# SET EXERCISE
Copy the material that follows word for word and omit its pictures.

# INPUT
----
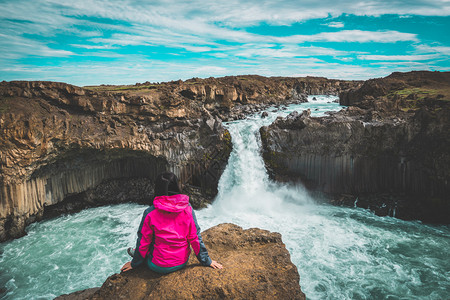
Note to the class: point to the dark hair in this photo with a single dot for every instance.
(166, 184)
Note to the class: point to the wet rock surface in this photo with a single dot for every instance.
(385, 153)
(64, 147)
(256, 266)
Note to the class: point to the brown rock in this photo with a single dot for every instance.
(256, 266)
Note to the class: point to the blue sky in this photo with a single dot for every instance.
(85, 42)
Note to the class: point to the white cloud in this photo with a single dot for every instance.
(335, 24)
(398, 57)
(359, 36)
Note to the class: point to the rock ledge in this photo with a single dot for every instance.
(256, 266)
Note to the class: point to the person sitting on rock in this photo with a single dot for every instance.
(167, 229)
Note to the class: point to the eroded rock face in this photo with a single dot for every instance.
(380, 154)
(61, 144)
(256, 266)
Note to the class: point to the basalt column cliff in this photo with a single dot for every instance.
(389, 151)
(64, 148)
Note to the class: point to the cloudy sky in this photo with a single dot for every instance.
(86, 42)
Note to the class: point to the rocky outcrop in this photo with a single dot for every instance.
(64, 147)
(256, 266)
(385, 153)
(67, 145)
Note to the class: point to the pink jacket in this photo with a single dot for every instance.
(171, 228)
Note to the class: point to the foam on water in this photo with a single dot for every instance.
(341, 253)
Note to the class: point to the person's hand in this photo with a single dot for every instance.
(126, 267)
(215, 265)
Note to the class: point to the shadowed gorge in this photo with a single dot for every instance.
(62, 144)
(388, 152)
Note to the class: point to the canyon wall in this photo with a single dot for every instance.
(388, 153)
(268, 272)
(64, 148)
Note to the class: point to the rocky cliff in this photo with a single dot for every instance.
(64, 147)
(388, 152)
(256, 266)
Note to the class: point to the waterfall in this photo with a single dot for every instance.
(340, 253)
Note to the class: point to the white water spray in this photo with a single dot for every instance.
(341, 253)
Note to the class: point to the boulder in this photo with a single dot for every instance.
(256, 266)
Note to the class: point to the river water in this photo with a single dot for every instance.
(341, 253)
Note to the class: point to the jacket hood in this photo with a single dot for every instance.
(175, 203)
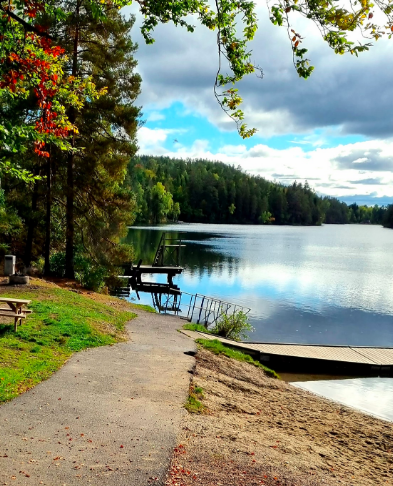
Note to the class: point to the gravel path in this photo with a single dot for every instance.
(110, 416)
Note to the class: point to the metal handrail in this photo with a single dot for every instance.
(205, 312)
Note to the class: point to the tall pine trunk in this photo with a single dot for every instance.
(31, 225)
(48, 216)
(70, 228)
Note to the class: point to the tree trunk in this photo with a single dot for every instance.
(70, 227)
(48, 217)
(31, 226)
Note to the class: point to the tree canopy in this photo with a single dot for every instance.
(203, 191)
(32, 60)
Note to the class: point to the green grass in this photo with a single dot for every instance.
(216, 347)
(146, 308)
(62, 323)
(195, 327)
(193, 404)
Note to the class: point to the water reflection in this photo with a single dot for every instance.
(370, 395)
(327, 285)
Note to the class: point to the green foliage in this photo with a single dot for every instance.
(10, 225)
(213, 192)
(62, 323)
(388, 218)
(102, 206)
(88, 273)
(193, 404)
(216, 347)
(233, 326)
(195, 327)
(161, 202)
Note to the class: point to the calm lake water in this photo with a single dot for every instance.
(315, 285)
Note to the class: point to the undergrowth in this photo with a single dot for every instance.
(193, 404)
(196, 327)
(216, 347)
(62, 323)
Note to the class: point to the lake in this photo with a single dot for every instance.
(315, 285)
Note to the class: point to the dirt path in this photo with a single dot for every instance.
(110, 416)
(261, 431)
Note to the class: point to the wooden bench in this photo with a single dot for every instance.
(14, 309)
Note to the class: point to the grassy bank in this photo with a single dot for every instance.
(216, 347)
(62, 323)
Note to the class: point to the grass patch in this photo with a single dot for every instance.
(146, 308)
(196, 327)
(216, 347)
(193, 404)
(62, 323)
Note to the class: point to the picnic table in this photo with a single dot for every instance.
(14, 309)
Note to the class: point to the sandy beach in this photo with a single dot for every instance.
(258, 430)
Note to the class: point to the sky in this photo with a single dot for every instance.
(334, 130)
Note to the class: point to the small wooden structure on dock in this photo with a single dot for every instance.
(313, 359)
(166, 262)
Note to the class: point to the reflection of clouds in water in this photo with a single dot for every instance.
(371, 395)
(319, 288)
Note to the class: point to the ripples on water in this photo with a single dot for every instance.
(314, 285)
(370, 395)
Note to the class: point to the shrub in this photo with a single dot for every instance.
(234, 326)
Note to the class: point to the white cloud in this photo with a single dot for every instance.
(333, 171)
(155, 116)
(353, 94)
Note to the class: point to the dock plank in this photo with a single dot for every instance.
(345, 354)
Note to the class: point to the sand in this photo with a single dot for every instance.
(258, 430)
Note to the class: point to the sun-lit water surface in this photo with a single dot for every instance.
(370, 395)
(316, 285)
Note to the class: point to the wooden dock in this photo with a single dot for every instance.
(347, 360)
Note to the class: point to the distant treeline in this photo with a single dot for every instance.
(212, 192)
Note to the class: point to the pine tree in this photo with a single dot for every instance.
(98, 207)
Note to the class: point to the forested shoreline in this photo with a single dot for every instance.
(202, 191)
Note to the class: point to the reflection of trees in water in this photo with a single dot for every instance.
(198, 258)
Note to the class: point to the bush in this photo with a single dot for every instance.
(234, 326)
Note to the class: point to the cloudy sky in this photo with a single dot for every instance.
(334, 130)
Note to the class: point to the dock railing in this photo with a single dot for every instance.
(197, 308)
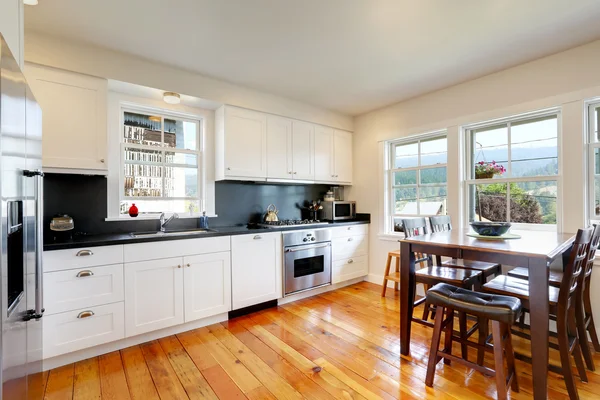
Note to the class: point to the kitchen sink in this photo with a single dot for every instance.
(171, 233)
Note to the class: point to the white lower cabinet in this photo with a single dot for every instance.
(256, 269)
(82, 328)
(84, 287)
(206, 285)
(153, 295)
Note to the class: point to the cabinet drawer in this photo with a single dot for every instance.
(83, 328)
(73, 289)
(175, 248)
(349, 268)
(351, 246)
(349, 230)
(59, 260)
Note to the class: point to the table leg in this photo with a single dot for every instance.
(407, 295)
(538, 299)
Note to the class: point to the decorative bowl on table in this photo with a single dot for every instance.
(490, 228)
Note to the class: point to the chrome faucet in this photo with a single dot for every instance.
(164, 223)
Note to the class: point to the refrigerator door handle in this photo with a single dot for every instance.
(38, 175)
----
# ANSWER FOR THE TASK
Note to the class: point to the dark hair in this photo with a single dot for every instance.
(166, 184)
Note to the class: point to the wet rock surface in this photo with a single dot for every instance.
(385, 153)
(64, 147)
(256, 266)
Note to the class: point to the brown rock in this photo with a single dot for every instance.
(256, 266)
Note to the class: point to the blue sky in this photo with a single dot for every instance.
(85, 42)
Note to the class: point to the white cloud in this photo with a single dot for every instance.
(335, 24)
(398, 57)
(359, 36)
Note to the class: point to the rock ledge in this photo with a single dot for every instance.
(256, 266)
Note to the class: point to the person sitting on rock in this photo with a single dot for every instance.
(167, 229)
Note to the class: point to the eroded rock face in this photo with a single dot for every instance.
(380, 154)
(61, 144)
(256, 266)
Note to the class: point to the basalt column cliff in this photo with a single dot for every instance.
(389, 151)
(64, 148)
Note to the class: point to the cloudy sky in this photo with a single dot for every instance.
(86, 42)
Note to the class: point to the rocky outcrop in this photo with a single dot for every instance.
(64, 147)
(256, 266)
(385, 153)
(67, 145)
Note to the class: point to the pink jacket in this photo with a single dot for every instance.
(171, 228)
Note to the class: point to the foam on water in this photo with a single dot for every instance.
(341, 253)
Note to the class: point to the person's hand in this photo with a single dot for every instance.
(126, 267)
(215, 265)
Note to the class: point to the shadowed gorge in this photo with a single dot for every instance.
(62, 144)
(388, 152)
Note to the class: point to the canyon wall in this photo with a single dot for every instance.
(388, 153)
(268, 272)
(64, 148)
Note to the class: point to the rocky cliff in this photo with a single dot for every instance.
(64, 147)
(388, 152)
(256, 266)
Note to the class: point to the waterfall in this photo with a single dot for every instance.
(340, 253)
Note to the class: point to the white water spray in this photo with a single dot for every instance.
(341, 253)
Note to the class: point to the boulder in this photo with a single dot for every instance.
(256, 266)
Note to the class: point to the river water in this photo with a single dot for every instance.
(341, 253)
Note to the class: point to the jacket hood in this photo with a single dot for every instance.
(175, 203)
Note to the class: point to the gravel path in this photo with a single dot for every instance.
(110, 416)
Note to the class: point to the metal handrail in this photo with a single dot for every instance.
(205, 312)
Note to the class: point to the tall pine trunk in this photo with a single dot for every instance.
(31, 225)
(48, 216)
(70, 228)
Note to the class: point to the tree trunk in this photo with a single dot for every instance.
(70, 227)
(48, 217)
(31, 226)
Note to the class: point to the tree canopy in this photo with a single dot for every instance.
(203, 191)
(32, 60)
Note to the class: point to the green grass in this photo with a single dot for every instance.
(216, 347)
(146, 308)
(62, 323)
(195, 327)
(193, 404)
Note to the class: point to the water reflection in this photo with a single dot for every instance.
(370, 395)
(327, 285)
Note to the class: point to the green foliage in this photo with a single dot for every instance.
(10, 225)
(213, 192)
(62, 323)
(388, 218)
(102, 206)
(88, 273)
(193, 404)
(216, 347)
(233, 326)
(195, 327)
(161, 202)
Note to the class: point to the calm lake water in this photo with a single dot for every instance.
(315, 285)
Note to the class: point to the undergrowth in this photo with a single dot for every instance.
(193, 404)
(196, 327)
(216, 347)
(62, 323)
Note to the class: point to the lake in this photo with a single dot for every instance.
(315, 285)
Note to the class: point to the dirt path in this photo with a single dot for every instance.
(110, 416)
(261, 431)
Note to the class: point to the wooden bench in this photo with a single dot for every instance.
(14, 309)
Note to the class: point to the grassy bank in this photo with a single dot for every instance.
(216, 347)
(62, 323)
Note to the class: point to the grass patch in this photo with a single dot for every instance.
(146, 308)
(196, 327)
(216, 347)
(193, 404)
(62, 323)
Note to the class: point to the picnic table in this photo with a single dot for every instance.
(14, 309)
Note to the class: point to the sandy beach in this photo with a single dot for every instance.
(258, 430)
Note to the class: point to the sky in this photo with a single dot for every instance.
(334, 130)
Note to the class: point to the small wooden structure on dock in this photo with a single dot for every instance.
(313, 359)
(166, 262)
Note to the class: point to the reflection of clouds in water in this photo with a single dot for every instance.
(371, 395)
(319, 288)
Note to the class: point to the ripples on water in this photo with a single dot for every instance.
(314, 285)
(370, 395)
Note to the class: point to the shrub in this photo with a single dot for every instance.
(234, 326)
Note to the class: point to the white cloud in this photo with a single dot for every instance.
(333, 171)
(155, 116)
(353, 94)
Note to the class: point to the dock plank in this photo with a single dot for every instance.
(345, 354)
Note to the class: point to the sand in this photo with a single dot for every instance.
(258, 430)
Note to the class: point to the sun-lit water surface in this photo with a single dot for every instance.
(370, 395)
(316, 285)
Note to the class: point to the wooden dock in this photo with a single dot for every instance.
(347, 360)
Note to the class: point to the distant treeline in this photo with a single dot for every instance.
(212, 192)
Note to the class: point to the pine tree in this photo with a single dot for every instance.
(98, 207)
Note to the class: point to the forested shoreline in this photo with a single dot for every instance.
(202, 191)
Note to the class: point to the reflection of trees in water in this photo with a single dot for every instance.
(198, 258)
Note to the class: point to the bush in this photo with a single dot for every instance.
(234, 326)
Note to the class: point to the cloudy sky in this photo with a single dot for every instance.
(334, 130)
Note to the class: point to the dock railing in this photo with a single dot for every instance.
(197, 308)
Note to the class: point to the kitchen sink in this photo with a single dot for every instance.
(171, 233)
Note to the class: point to the white lower cabinet in this photo with a single dot for every instance.
(256, 269)
(82, 328)
(84, 287)
(206, 285)
(153, 295)
Note to the class: point to the cabinet drawer in this photo with a single dot for every instance.
(83, 328)
(73, 289)
(175, 248)
(349, 268)
(351, 246)
(349, 230)
(59, 260)
Note to the class: point to the table leg in this photo with a single dot for every instance.
(407, 295)
(538, 299)
Note to the class: point to the decorative bowl on table in this photo with a single dot for every instance.
(490, 228)
Note to the class: point to the chrome faucet in this photo with a single dot for every instance.
(164, 223)
Note to the class: point to the refrigerator door handle in this photo with a single dot for every instance.
(38, 175)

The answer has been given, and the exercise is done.